-- QUOTED PASSAGE start --
For the sake data harmonisation it is recommended to encode the angles of the sector volumes in clockwise direction and from the navaid.
In order to complete the horizontal extend of the sector a CircleSector.outerDistance has to be defined. In addtion also a CircleSector.innerDistance will be defined. In case the inner distance is at the position of the Navaid it shall be coded equal-to '0'. The UomDistanceType class provides a set of values that can be used for the coding of the unit of measurements such as 'NM' or 'KM'.
If the inner limit of a limitation is '0', i.e. begins at the Navaid, the innerDistance attribute should be encoded like that and not be left "uncoded".
The example of an AIP shows the coding of the inner and outer distance:
The following three cases and associated figures show the way in which these attributes are used to describe various sector shapes:
Case 1: A simple sector is described by the fromAngle and toAngle
fromAngle defines the angle that describes the leading edge of the sector - the edge at which the sector volume begins. toAngle defines the angle to the end of the sector volume. The arcDirection is relevant in order to define the sector volume.
Two horizontal distances are defined, outerDistance and innerDistance, each defining the radius of a circle, centred on the Navaid. The circle defined by innerDistance is the edge at which the limitation starts [when moving away from the Navaid]. outerDistance describes the edge at which the limitation stops. Therefore the two values together describe the extent of the limitation in terms of distance away from the Navaid.
-- QUOTED PASSAGE end --
> SET TASKS
1. Answer these questions about the passage on coding circle sectors:
(a) In which direction, and from what point, should the angles of the sector volumes be encoded?
(b) What value should the inner distance get when it is at the position of the Navaid?
(c) What does toAngle define?
2. In the records, retype the stretch from the line containing "Visual grounding module — locates where the car hood" through the line containing "264 202 312 245", with both of those lines included.
-- INFORMATION SUPPLIED start --
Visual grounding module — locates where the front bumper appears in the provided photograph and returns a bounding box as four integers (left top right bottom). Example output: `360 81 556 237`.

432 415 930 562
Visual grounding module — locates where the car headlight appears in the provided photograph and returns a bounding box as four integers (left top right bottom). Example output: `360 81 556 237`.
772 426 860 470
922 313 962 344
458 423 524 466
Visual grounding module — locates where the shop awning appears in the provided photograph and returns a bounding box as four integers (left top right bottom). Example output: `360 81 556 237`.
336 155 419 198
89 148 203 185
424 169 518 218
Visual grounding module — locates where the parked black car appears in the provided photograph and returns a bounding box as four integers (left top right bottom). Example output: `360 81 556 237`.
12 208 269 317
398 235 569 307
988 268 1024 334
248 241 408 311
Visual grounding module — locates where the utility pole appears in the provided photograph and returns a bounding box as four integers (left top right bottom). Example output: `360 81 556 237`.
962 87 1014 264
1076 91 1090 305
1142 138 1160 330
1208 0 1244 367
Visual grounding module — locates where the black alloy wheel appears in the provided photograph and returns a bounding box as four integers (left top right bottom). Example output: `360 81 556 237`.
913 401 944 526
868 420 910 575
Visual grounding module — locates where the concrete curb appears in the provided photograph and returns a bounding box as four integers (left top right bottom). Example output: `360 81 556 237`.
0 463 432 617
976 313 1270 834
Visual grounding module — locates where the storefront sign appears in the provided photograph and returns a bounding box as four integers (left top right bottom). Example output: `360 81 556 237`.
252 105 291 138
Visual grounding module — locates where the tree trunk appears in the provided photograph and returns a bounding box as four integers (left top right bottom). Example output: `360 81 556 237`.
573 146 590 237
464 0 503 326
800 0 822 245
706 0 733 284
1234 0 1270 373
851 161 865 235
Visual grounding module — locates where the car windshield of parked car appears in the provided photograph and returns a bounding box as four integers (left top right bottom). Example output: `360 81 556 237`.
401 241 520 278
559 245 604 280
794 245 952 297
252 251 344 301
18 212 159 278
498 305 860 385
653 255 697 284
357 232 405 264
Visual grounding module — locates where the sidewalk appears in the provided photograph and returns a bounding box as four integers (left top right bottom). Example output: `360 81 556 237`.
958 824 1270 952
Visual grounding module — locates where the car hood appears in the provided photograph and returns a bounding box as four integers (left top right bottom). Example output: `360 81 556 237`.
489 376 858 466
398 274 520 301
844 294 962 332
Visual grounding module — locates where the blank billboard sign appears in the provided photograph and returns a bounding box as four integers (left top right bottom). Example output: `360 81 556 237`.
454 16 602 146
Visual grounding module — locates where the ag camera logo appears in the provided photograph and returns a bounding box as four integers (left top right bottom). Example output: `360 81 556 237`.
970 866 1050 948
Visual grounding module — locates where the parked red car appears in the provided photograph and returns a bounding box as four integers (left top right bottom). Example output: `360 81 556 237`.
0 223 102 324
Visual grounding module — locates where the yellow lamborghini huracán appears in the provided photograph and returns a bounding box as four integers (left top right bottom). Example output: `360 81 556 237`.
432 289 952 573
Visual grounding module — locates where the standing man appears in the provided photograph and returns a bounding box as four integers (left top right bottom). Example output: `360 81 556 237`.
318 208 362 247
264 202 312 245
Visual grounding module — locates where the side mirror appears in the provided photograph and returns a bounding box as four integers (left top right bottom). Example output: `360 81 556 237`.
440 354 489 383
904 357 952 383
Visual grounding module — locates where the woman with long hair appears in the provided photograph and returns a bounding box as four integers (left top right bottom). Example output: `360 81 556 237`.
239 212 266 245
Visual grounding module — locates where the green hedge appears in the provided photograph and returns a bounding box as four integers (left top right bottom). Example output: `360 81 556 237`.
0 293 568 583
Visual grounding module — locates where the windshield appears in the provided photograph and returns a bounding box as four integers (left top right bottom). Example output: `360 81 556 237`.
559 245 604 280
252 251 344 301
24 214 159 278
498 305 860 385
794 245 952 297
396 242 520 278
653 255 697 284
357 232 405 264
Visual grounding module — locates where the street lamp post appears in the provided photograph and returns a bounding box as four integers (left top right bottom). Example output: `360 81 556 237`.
-- INFORMATION SUPPLIED end --
> TASK-BY-TASK RESULTS
1.
(a) In clockwise direction, from the navaid.
(b) It should be coded as '0'.
(c) The angle to the end of the sector volume.

2.
Visual grounding module — locates where the car hood appears in the provided photograph and returns a bounding box as four integers (left top right bottom). Example output: `360 81 556 237`.
489 376 858 466
398 274 520 301
844 294 962 332
Visual grounding module — locates where the blank billboard sign appears in the provided photograph and returns a bounding box as four integers (left top right bottom). Example output: `360 81 556 237`.
454 16 602 146
Visual grounding module — locates where the ag camera logo appears in the provided photograph and returns a bounding box as four integers (left top right bottom). Example output: `360 81 556 237`.
970 866 1050 948
Visual grounding module — locates where the parked red car appears in the provided photograph and returns a bounding box as four integers (left top right bottom). Example output: `360 81 556 237`.
0 223 102 324
Visual grounding module — locates where the yellow lamborghini huracán appears in the provided photograph and returns a bounding box as four integers (left top right bottom). Example output: `360 81 556 237`.
432 289 952 573
Visual grounding module — locates where the standing man appears in the provided photograph and returns a bounding box as four integers (left top right bottom). Example output: `360 81 556 237`.
318 208 362 247
264 202 312 245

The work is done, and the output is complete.